▶ [Text]:
----------------------------------------

The transport sector is the fastest growing contributor to climate emissions. Growth in energy use is higher for the transport sector than any other end-use sector. The main drivers of global transport energy growth are land transport, mostly light-duty vehicles, such as cars, as well as freight transport.
Transport’s contribution to climate change include:
- long-lived carbon dioxide (CO2) emissions and;
- short-lived black carbon generated primarily by diesel vehicles.
Transport accounted for about 23% of global carbon dioxide emissions in 2010 and 27% of end-use energy emissions with urban transport accounting for about 40% of end-use energy consumption. Carbon dioxide persists in the atmosphere for over a century, with long-term warming effects (IPCC, 2014).
Short-lived climate pollutants (SLCPs)
Black carbon, a short-lived climate pollutant, is the second highest contributor to global warming after CO2. Black carbon has a warming effect many times more powerful than carbon dioxide, but it persists in the atmosphere for only a few weeks – so measures to reduce black carbon can also have an immediate effect on slowing the pace of climate change.
Diesel transport is one of the world’s major sources of black carbon (along with household biomass cookstoves). Not only does black carbon have a significant warming effect, but it is also a major component of particulate matter, the air pollutant most closely associated with increased air-pollution related mortality and morbidity.
Ground-level ozone is another short-lived climate pollutant stimulated by transport pollution. Ozone is created by a mix of are pollutants, including oxides of nitrogen (NOx) produced by vehicle engines and methane emissions from other sources (e.g. landfills and animal waste). Ozone contributes to chronic respiratory diseases, particularly childhood asthma.

----------------------------------------

▶ [Dataset]:
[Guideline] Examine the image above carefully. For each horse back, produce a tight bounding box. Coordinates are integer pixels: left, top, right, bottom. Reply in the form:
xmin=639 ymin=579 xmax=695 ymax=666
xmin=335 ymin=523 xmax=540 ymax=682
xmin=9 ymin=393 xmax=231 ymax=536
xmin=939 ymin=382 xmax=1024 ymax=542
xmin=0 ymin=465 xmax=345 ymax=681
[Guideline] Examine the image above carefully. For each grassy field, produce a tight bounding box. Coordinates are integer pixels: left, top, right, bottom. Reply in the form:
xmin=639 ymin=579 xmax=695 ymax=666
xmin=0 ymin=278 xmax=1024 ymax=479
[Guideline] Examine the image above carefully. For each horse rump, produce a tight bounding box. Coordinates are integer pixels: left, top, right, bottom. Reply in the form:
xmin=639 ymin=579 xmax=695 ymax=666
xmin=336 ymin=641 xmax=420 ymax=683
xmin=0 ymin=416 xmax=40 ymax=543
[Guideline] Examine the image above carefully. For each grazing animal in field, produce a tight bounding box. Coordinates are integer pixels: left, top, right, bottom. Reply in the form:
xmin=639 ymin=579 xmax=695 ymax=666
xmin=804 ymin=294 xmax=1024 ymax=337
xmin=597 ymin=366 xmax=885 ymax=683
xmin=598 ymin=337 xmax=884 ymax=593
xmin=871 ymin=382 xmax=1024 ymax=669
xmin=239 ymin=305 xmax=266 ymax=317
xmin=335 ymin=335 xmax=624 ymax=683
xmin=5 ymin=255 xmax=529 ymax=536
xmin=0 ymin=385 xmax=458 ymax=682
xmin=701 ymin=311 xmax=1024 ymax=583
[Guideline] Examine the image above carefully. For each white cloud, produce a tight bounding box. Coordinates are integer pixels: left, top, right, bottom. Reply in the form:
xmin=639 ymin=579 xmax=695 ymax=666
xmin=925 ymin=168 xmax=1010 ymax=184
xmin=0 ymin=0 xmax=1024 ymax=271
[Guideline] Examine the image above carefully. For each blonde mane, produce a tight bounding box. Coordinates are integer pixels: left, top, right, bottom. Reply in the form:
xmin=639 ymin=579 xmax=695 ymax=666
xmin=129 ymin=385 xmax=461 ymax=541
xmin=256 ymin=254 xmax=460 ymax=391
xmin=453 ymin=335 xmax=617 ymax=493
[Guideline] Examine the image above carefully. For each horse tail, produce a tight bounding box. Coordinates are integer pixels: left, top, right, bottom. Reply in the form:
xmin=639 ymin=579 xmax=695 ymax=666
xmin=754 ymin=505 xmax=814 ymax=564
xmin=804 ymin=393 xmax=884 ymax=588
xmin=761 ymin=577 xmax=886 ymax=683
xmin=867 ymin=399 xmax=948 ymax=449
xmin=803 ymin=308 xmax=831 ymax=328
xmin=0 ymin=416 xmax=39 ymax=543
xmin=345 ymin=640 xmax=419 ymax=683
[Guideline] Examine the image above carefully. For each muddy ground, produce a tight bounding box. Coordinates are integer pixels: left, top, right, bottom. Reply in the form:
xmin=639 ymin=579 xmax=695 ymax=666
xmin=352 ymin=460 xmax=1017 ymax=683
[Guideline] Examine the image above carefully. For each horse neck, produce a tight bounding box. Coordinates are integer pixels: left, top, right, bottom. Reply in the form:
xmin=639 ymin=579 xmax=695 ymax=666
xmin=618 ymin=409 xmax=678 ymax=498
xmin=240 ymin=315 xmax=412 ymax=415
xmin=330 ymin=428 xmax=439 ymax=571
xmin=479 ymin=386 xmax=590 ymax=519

----------------------------------------

In the text on transport and climate change, give everything from "Transport’s contribution to" down to "of climate change." again, swapping "atmosphere" for "air".

Transport’s contribution to climate change include:
- long-lived carbon dioxide (CO2) emissions and;
- short-lived black carbon generated primarily by diesel vehicles.
Transport accounted for about 23% of global carbon dioxide emissions in 2010 and 27% of end-use energy emissions with urban transport accounting for about 40% of end-use energy consumption. Carbon dioxide persists in the air for over a century, with long-term warming effects (IPCC, 2014).
Short-lived climate pollutants (SLCPs)
Black carbon, a short-lived climate pollutant, is the second highest contributor to global warming after CO2. Black carbon has a warming effect many times more powerful than carbon dioxide, but it persists in the air for only a few weeks – so measures to reduce black carbon can also have an immediate effect on slowing the pace of climate change.